EXERCISE DATA.

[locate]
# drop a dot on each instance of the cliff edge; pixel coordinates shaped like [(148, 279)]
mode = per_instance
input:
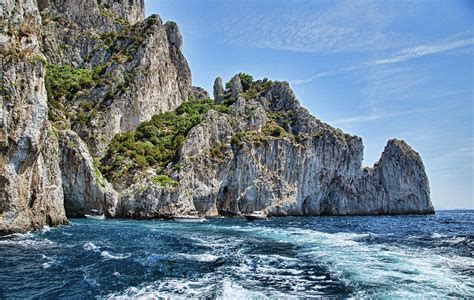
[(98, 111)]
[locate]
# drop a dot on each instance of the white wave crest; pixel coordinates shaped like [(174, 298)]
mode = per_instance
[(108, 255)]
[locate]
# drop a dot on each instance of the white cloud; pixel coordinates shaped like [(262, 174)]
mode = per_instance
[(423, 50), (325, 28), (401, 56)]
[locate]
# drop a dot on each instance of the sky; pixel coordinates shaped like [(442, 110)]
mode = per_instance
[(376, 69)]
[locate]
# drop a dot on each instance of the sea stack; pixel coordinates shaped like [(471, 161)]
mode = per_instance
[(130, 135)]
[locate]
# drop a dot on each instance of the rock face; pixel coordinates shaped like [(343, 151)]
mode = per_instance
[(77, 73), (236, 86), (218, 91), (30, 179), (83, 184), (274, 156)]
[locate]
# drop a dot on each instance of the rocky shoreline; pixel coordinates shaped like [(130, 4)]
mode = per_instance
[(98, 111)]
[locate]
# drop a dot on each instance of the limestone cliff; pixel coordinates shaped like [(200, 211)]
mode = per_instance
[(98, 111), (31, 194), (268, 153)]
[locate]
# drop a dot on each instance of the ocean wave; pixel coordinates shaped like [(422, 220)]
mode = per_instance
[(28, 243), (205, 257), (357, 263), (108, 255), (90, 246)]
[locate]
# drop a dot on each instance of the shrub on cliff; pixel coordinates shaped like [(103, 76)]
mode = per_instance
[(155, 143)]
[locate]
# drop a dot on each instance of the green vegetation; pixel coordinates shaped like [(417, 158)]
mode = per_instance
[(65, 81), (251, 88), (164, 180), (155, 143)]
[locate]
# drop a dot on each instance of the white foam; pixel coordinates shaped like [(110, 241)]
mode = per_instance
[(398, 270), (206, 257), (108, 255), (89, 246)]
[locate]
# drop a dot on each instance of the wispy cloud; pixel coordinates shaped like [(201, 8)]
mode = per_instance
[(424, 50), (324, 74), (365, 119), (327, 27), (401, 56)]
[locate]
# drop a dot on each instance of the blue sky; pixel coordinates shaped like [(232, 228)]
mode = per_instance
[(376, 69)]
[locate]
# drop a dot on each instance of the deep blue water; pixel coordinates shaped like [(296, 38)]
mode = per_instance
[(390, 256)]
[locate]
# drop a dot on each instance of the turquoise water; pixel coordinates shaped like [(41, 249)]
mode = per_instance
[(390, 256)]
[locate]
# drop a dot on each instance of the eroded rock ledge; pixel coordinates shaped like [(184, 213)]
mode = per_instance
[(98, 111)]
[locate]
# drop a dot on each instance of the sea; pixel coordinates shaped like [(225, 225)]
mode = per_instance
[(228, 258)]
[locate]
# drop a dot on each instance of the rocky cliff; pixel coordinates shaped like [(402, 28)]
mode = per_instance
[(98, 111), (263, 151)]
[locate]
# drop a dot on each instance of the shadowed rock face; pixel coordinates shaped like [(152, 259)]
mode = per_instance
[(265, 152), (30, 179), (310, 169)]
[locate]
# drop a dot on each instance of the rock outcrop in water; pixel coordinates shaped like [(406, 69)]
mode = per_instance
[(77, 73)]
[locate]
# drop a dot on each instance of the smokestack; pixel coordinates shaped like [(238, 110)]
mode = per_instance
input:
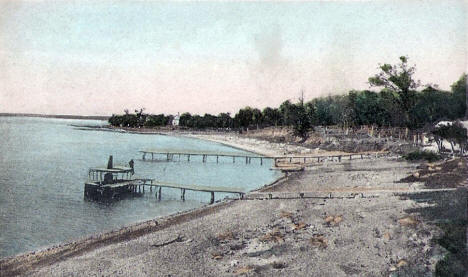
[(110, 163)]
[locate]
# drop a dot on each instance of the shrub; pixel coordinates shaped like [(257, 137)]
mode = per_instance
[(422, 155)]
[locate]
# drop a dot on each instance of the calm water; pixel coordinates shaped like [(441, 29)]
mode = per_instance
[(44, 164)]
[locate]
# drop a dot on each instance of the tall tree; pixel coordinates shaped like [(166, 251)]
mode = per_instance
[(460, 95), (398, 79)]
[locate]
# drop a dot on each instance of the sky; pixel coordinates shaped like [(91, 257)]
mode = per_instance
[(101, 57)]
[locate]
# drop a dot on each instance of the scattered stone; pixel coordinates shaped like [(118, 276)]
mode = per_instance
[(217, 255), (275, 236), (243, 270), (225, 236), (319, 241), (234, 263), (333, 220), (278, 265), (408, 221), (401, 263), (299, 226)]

PROBLEM.
Copy the material exactly as written and leave every picture behind.

WORKED SOLUTION.
[locate]
# drop a dot on each instance of the cliff edge; pixel coordinates shaped like [(148, 279)]
mode = per_instance
input:
[(98, 111)]
[locate]
# drop a dot on each instance of the white wave crest; pixel coordinates shaped like [(174, 298)]
mode = per_instance
[(108, 255)]
[locate]
# drop a dot on each instance of the white cloud; pixel coordinates shaped like [(262, 174)]
mode = per_instance
[(423, 50), (325, 28), (401, 56)]
[locate]
# drop a dot on each instance of the sky; pixel coordinates shaped like [(442, 110)]
mode = per_instance
[(376, 69)]
[locate]
# drop a dot on each instance of the sea stack; pixel coordinates shaped like [(471, 161)]
mode = per_instance
[(130, 135)]
[locate]
# drop a dot on each instance of the rock face; pixel coordinates shaped like [(343, 151)]
mode = per_instance
[(77, 73), (236, 86), (218, 91), (30, 179), (83, 184), (274, 156)]
[locate]
# drop a dot on each instance of the rocky shoreline; pixel coordinates shaped like [(130, 4)]
mode = per_instance
[(98, 111)]
[locate]
# drop a dot on each instance of the limestone cliff; pixel coordinates shaped like [(200, 211)]
mode = per_instance
[(98, 111), (31, 194), (268, 153)]
[locate]
# drop a dot on each instance of the ocean wave; pixel coordinates shaped like [(422, 220)]
mode = per_instance
[(28, 243), (205, 257), (357, 263), (108, 255), (90, 246)]
[locate]
# drop a dot on each instance of the shrub on cliff; pixel coordinates shaped like [(103, 76)]
mode = per_instance
[(155, 143)]
[locate]
# drop a dot on each instance of the green vegetation; pixel coordinates shaped like [(417, 158)]
mode = per_instance
[(65, 81), (251, 88), (164, 180), (155, 143)]
[locate]
# drop a dot on each instance of the white foam; pixel coordinates shaped like [(110, 241)]
mode = per_instance
[(398, 270), (206, 257), (108, 255), (89, 246)]
[locate]
# drop a dot on each instance of the wispy cloud; pixel coordinates shaped like [(201, 8)]
mode = per_instance
[(424, 50), (324, 74), (365, 119), (327, 27), (401, 56)]
[locate]
# drop a dot on each instance of the blue sky; pixel coordinates shaped like [(232, 228)]
mode = per_instance
[(376, 69)]
[locate]
# drop a dot on each instance of the deep blue water; pixel coordinates shaped like [(296, 38)]
mode = per_instance
[(390, 256)]
[locate]
# drop a dot on each instance of the turquoise water; pixel coordinates shaped like [(41, 249)]
mode = per_instance
[(390, 256)]
[locate]
# drop a dot on each instance of the eroded rock ledge; pixel coordinates shaped like [(184, 213)]
mode = per_instance
[(98, 111)]
[locate]
# drop a dot on each instance of the sea; pixel coordinates shaped like [(225, 225)]
mode = per_instance
[(228, 258)]
[locate]
# drop a dot on each instance of the rocky cliff; pixel coordinates shaped like [(402, 28)]
mode = per_instance
[(98, 111), (263, 151)]
[locate]
# drop a dot on each instance of the shadowed rock face; pixel coordinates shaped like [(152, 259)]
mode = per_instance
[(265, 152), (30, 179), (310, 169)]
[locate]
# drop a dot on each instance of the rock outcrop in water; pixel coordinates shaped like [(406, 69)]
mode = per_instance
[(77, 73)]
[locate]
# drop a dot on each instance of the smokestack; pixel coordinates shaped like [(238, 110)]
mode = per_instance
input:
[(110, 163)]
[locate]
# drop a dot on each instance of the shrub; pixel coordinates shaped like [(257, 137)]
mode = per_instance
[(422, 155)]
[locate]
# drop a dot on each instance of the calm water; pixel coordinates shaped like [(441, 29)]
mode = per_instance
[(44, 164)]
[locate]
# drop a dot on each instance of the tall tree; pixel coordinates shaped like [(166, 251)]
mode = per_instance
[(460, 95), (398, 79)]
[locate]
# drop a dot on each instance of the sky; pixel coordinates shaped like [(91, 257)]
mode = per_instance
[(101, 57)]
[locate]
# drop a dot on each instance of the scattered stone; pixel coordinates shaped like [(118, 276)]
mode = per_instance
[(217, 255), (275, 236), (243, 270), (225, 236), (319, 241), (234, 263), (333, 220), (278, 265), (408, 221), (401, 263), (299, 226)]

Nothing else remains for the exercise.